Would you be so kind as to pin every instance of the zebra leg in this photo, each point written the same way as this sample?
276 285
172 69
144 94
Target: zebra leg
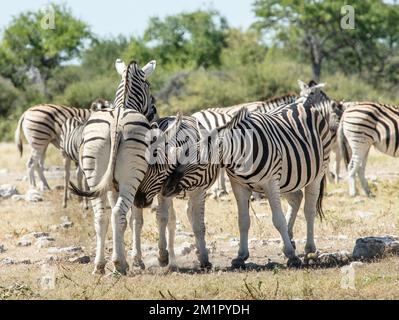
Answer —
272 191
337 164
162 219
30 167
312 192
67 173
197 211
101 222
40 171
119 224
242 196
294 200
362 175
358 156
136 224
171 235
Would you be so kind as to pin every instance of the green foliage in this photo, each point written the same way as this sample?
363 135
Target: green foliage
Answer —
27 44
83 93
313 28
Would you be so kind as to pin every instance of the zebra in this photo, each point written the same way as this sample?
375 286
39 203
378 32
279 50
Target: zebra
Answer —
291 152
260 106
366 124
41 125
113 157
70 140
152 184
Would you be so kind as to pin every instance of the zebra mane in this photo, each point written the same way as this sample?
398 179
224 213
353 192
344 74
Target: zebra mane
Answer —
241 115
131 92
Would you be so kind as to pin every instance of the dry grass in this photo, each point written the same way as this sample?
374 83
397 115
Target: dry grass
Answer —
339 230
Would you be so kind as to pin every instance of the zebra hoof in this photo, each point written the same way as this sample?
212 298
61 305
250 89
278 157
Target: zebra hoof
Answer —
294 262
163 260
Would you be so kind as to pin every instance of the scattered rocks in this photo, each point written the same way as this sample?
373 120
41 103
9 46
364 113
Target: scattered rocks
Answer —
185 248
44 242
80 259
369 248
364 214
71 249
25 241
31 196
7 261
7 191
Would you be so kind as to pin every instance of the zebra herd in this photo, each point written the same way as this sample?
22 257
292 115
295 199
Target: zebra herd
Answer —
126 155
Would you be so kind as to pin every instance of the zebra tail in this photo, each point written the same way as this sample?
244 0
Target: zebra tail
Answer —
319 204
17 136
103 186
344 145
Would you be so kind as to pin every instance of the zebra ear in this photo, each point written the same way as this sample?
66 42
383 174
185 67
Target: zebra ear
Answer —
149 68
171 132
302 85
120 66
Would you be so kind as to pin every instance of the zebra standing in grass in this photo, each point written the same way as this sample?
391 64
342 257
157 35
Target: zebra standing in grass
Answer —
113 157
70 140
41 125
289 152
152 184
366 124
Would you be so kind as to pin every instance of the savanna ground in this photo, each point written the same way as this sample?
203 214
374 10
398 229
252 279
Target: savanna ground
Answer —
346 219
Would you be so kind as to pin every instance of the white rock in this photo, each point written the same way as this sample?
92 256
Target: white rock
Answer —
185 248
7 261
33 196
364 214
234 242
7 191
71 249
44 242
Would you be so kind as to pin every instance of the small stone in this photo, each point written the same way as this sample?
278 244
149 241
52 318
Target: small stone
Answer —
7 191
234 242
24 241
364 214
80 259
25 261
39 234
369 248
7 261
44 242
71 249
33 196
185 248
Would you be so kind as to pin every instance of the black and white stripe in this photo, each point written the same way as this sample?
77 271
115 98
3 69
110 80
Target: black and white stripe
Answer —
290 152
113 156
366 124
41 126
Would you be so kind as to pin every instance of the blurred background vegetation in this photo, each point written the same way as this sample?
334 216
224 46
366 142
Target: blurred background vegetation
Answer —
202 62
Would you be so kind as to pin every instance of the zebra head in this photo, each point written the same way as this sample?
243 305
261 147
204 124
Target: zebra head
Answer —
166 137
134 90
214 150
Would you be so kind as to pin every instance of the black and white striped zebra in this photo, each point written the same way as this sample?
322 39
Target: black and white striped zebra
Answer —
154 179
70 141
113 157
289 152
41 125
366 124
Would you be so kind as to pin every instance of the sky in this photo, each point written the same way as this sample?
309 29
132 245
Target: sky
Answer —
111 18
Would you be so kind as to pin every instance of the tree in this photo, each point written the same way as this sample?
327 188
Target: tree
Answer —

--- SET TASK ---
Each record should be quoted exactly, with the images omitted.

--- EXPECTED ANSWER ---
Would you be so kind as to pin every instance of the zebra leg in this photo, each point written the same way as this sample?
276 285
172 69
144 94
Target: zebra leg
Answer —
272 191
337 164
162 219
30 167
312 192
67 173
197 211
101 222
40 171
119 224
242 196
294 200
362 175
358 156
136 224
171 235
Would you be so kind as to pin every instance of the green foliage in this photo, each point written the same way as this sample?
363 135
Target: green foliage
Answer —
27 44
83 93
313 28
Would you be so kind as to pin every instance of the zebra in this photo, each point written the same way as this sample?
375 286
39 203
378 32
279 50
Target: zebra
Answer —
291 152
260 106
366 124
41 125
113 157
70 140
152 184
Would you be so kind as to pin every instance of the zebra mane in this photo, each point written the same way as this sample?
398 179
224 213
353 192
344 74
Target: zebra mane
Answer —
241 115
131 92
Would you be so kind as to pin every instance of the dry grass in this photo, each point written the same way as this sample?
374 83
397 115
Target: dry grass
Answer —
339 230
Would you be so kind as to pin every instance of the zebra hoof in this photo, each point written the same way as this sample?
212 298
61 305
250 89
278 157
Target: zebra hoof
Answer —
294 262
163 260
Would you be so kind as to pin every instance of the scattered rocks in this photo, each point written the same way as this sample?
373 120
41 103
9 46
364 113
Target: scattered rocks
Answer —
185 248
44 242
80 259
369 248
364 214
71 249
25 241
31 196
7 261
7 191
Would you be so kind as to pin every instance of the zebra herd in this photo, each point written the same way as this sample?
22 257
292 115
295 199
Target: zebra herd
Answer —
126 155
Would you be so kind as to pin every instance of the zebra tail in this photo, each point written the same way as this sample?
244 0
Target: zebra tail
Answer —
319 204
17 136
103 186
344 145
Would you be so kind as to pin every instance of the zebra ear in this photo, each point written the same way as this sample?
66 42
383 174
185 67
Target: zebra ear
Answer —
149 68
171 132
302 85
120 66
Would you be so kind as to pin every instance of the zebra standing in grass in this photo, each point written the same way as this sample?
391 64
342 257
157 35
Target: zebra standing in grass
Answer —
113 157
70 140
41 125
289 152
152 184
366 124
Would you be so kind as to pin every instance of the savanna ground in this photo, each point written the same way as this sample?
203 214
374 10
398 229
252 279
Target: savanna ground
Answer —
346 219
Would you be so kind as to pin every instance of the white rock in this photo, each point written the same way as this sample?
92 256
Target: white rock
Answer —
185 248
7 261
33 196
364 214
234 242
7 191
71 249
44 242
Would you be so kind as to pin every instance of the small stone in this photo, each point written the same way as this sample?
278 244
149 241
52 318
Target: small stone
Answer —
7 191
234 242
24 241
364 214
80 259
25 261
39 234
369 248
7 261
44 242
71 249
33 196
185 248
Would you be so kind as to pin every instance of the black and white stripe in this photo, each point written the same way as this sample?
77 271
115 98
3 69
110 80
Target: black and white stripe
Answer —
290 152
113 156
366 124
41 126
Would you be so kind as to pin every instance of the blurred background vegetation in this photo, each point written the same way as this sample?
334 216
224 46
366 142
Target: blurred background vegetation
Answer —
202 62
Would you be so kind as to pin every instance of the zebra head in this photo, each point written the same way as this sample?
243 305
261 147
204 124
Target: zebra head
Answer —
166 137
134 90
214 150
Would you be so kind as to pin every instance of the black and white striped zebra in this photo, each point written the same way as this sample?
322 39
Target: black and white striped zebra
Answer —
154 179
70 141
113 157
289 152
41 125
366 124
Would you be so kind as to pin every instance of the sky in this photo, each point written the same way as this sample?
309 29
132 245
Target: sky
Answer —
111 18
Would you be so kind as to pin every instance of the tree in this photo, each point written the same way as this sample?
327 188
Target: tree
Answer —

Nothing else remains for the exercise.